### Trecho do documento
Componente ambiental e benefício para os indígenas
O gestor Gilberto Siqueira , responsável pelo componente ambiental do projeto, diz que trata ao mesmo tempo de uma solução para um problema energético e uma transformação na energia do Acre. “O linhão chegando à Cruzeiro do Sul aumenta a competitividade no município que hoje queima seis milhões de litros, é uma fortuna, e está tudo carbonizado, porque essas usinas são a diesel, e é custo caríssimo. Com o linhão ao mesmo tempo que a gente faz descarbonização, a gente também melhora a vida dos povos indígenas Noke Koi”, relatou.
O linhão passa nos 18 quilômetros da terra dos Noke Koi, os Katukina, na BR-364. A Empresa Transmissora Acre entregou no dia 6 de novembro, a sede da Associação Geral do Povo Noke Koi da Terra Indígena Campinas Katukina, o Centro de Medicina e o Centro de Artesanato, com uma loja para venda de produtos locais e um viveiro. A inauguração contou com representantes da Fundação Nacional dos Povos Indígenas (Funai), Comissão Pró-Índio (CPI) e Organização dos Povos Indígenas do Rio Juruá (Opirj).
######
### Dados apresentados
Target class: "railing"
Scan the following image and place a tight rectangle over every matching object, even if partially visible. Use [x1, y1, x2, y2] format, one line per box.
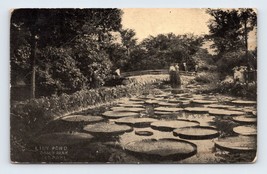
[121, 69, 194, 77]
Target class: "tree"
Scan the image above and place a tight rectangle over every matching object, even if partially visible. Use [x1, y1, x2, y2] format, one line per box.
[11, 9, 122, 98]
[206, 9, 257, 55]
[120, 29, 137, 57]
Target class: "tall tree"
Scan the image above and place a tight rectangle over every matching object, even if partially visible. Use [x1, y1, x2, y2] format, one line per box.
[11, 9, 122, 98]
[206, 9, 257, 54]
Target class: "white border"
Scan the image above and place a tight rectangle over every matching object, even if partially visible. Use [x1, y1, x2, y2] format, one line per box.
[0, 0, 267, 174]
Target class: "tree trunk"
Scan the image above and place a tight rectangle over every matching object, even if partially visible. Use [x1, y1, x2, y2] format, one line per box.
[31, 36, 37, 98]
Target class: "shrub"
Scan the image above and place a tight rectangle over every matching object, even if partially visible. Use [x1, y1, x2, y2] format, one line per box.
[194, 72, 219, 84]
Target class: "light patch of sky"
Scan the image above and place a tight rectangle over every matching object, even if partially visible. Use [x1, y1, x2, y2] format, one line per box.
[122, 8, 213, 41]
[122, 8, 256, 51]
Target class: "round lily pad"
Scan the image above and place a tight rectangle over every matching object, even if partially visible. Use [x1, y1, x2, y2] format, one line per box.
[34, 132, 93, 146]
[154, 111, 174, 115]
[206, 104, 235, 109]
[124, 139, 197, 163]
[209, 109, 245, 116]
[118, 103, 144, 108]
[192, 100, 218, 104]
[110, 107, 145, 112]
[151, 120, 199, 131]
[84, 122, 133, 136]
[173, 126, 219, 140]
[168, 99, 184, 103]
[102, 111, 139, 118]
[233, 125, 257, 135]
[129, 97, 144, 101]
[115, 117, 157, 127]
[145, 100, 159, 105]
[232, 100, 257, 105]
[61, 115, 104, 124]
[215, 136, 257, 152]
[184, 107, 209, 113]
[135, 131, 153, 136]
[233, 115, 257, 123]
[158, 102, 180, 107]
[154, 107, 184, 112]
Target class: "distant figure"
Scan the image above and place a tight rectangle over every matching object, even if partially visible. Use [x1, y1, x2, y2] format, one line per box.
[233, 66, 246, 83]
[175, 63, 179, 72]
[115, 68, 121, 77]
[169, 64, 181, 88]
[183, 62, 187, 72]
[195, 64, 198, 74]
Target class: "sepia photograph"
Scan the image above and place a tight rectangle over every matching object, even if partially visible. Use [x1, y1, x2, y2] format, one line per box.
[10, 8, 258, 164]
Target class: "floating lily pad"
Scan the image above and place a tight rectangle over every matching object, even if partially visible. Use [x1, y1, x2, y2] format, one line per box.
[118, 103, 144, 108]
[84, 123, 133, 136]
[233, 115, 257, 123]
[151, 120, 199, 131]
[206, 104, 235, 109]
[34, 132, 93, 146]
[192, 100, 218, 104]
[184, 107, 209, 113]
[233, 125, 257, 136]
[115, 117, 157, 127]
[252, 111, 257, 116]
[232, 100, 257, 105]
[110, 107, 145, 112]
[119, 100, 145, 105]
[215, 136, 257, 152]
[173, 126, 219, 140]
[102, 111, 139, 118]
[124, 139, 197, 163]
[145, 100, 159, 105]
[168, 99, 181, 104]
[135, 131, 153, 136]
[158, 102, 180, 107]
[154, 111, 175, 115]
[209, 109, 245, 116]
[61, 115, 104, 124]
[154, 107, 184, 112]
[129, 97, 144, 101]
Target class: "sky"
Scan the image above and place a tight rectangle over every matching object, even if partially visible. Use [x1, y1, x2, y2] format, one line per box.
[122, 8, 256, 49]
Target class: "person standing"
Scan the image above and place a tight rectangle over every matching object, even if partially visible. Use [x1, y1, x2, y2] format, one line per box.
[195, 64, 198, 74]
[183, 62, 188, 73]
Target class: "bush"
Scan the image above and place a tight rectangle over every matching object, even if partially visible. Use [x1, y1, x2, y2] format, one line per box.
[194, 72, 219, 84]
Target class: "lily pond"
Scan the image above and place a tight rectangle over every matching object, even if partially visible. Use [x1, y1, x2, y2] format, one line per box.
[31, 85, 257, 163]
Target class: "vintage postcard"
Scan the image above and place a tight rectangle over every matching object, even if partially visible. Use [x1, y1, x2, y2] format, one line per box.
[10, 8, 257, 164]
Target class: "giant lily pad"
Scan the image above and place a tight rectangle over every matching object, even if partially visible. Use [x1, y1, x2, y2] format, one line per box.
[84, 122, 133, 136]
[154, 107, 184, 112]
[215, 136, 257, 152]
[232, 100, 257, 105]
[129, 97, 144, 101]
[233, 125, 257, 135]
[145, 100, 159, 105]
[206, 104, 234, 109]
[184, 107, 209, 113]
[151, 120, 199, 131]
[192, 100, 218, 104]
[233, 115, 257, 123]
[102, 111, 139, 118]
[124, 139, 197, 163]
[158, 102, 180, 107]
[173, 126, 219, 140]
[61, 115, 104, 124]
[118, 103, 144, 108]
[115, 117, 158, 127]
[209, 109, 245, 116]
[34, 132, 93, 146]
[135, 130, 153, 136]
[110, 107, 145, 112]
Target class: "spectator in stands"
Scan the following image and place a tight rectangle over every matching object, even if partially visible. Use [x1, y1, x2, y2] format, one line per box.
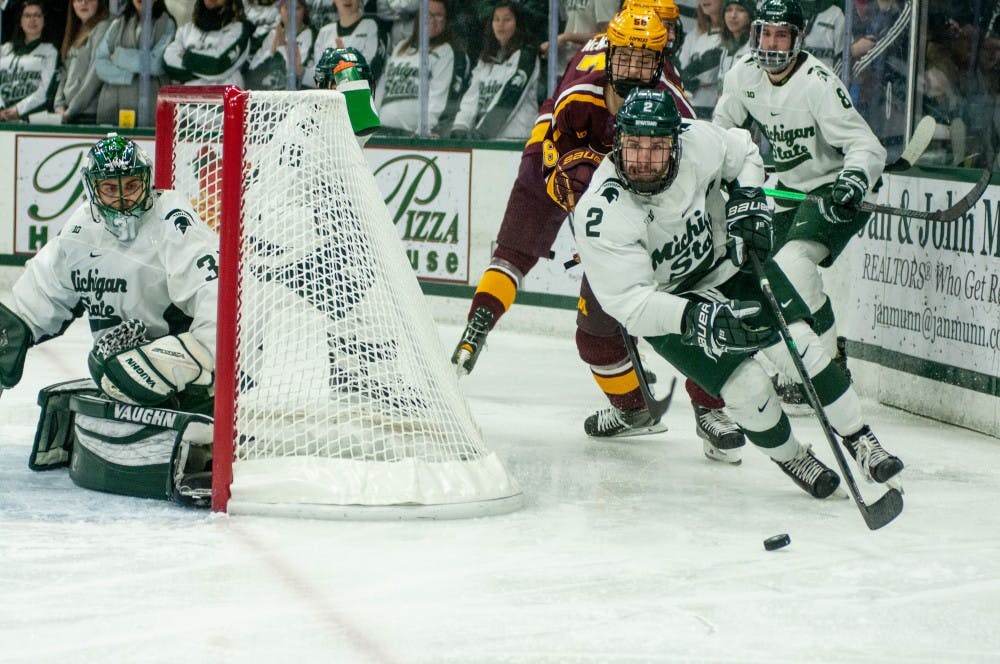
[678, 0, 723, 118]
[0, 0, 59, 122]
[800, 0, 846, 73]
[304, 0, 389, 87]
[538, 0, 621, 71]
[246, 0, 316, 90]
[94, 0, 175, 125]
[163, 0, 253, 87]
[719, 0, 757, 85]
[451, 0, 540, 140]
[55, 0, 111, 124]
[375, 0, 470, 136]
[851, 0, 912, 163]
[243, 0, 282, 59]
######
Aplicando a leitura
1. Reescreva o trecho sobre o linhão e o povo Noke Koi, de "O linhão passa" a "Rio Juruá (Opirj).", trocando "viveiro" por "horto".
2. Dê continuidade ao texto sobre o linhão no Acre a partir do ponto em que ele termina.

Respostas
1.
O linhão passa nos 18 quilômetros da terra dos Noke Koi, os Katukina, na BR-364. A Empresa Transmissora Acre entregou no dia 6 de novembro, a sede da Associação Geral do Povo Noke Koi da Terra Indígena Campinas Katukina, o Centro de Medicina e o Centro de Artesanato, com uma loja para venda de produtos locais e um horto. A inauguração contou com representantes da Fundação Nacional dos Povos Indígenas (Funai), Comissão Pró-Índio (CPI) e Organização dos Povos Indígenas do Rio Juruá (Opirj).

2.
Além dos prédios, nas 11 Terras Indígenas foram feitos dezenas de açudes, aviários, roçados, plantações de cana e instalação de casas de farinha e engenhos. Para manter tudo funcionando, a Associação vai receber R$ 280 mil por ano para manter a sede, R$ 1 milhão referente a supressão vegetal, além de R$ 1,4 milhão para desenvolver projetos. Cinco líderes indígenas farão cursos em todas as áreas produtivas, como plantio de cana, fabricação de farinha e terão cursos e assistência técnica de 22 parceiros, como a Universidade Federal do Acre (Ufac).
As edificações, programas, os recursos em dinheiro e assistência técnica integram o Componente Indígena de mitigação dos impactos causados pelo linhão. No trecho, há 35 torres do linhão. Tudo foi realizado a partir do Plano Básico Ambiental do Componente Indígena (CI-PBA), do empreendimento, que obedeceu um rigoroso processo de referendo da comunidade da Terra Indígena Campinas Katukina e vem sendo executado em seus estritos termos, contando com a implantação de programas e construções.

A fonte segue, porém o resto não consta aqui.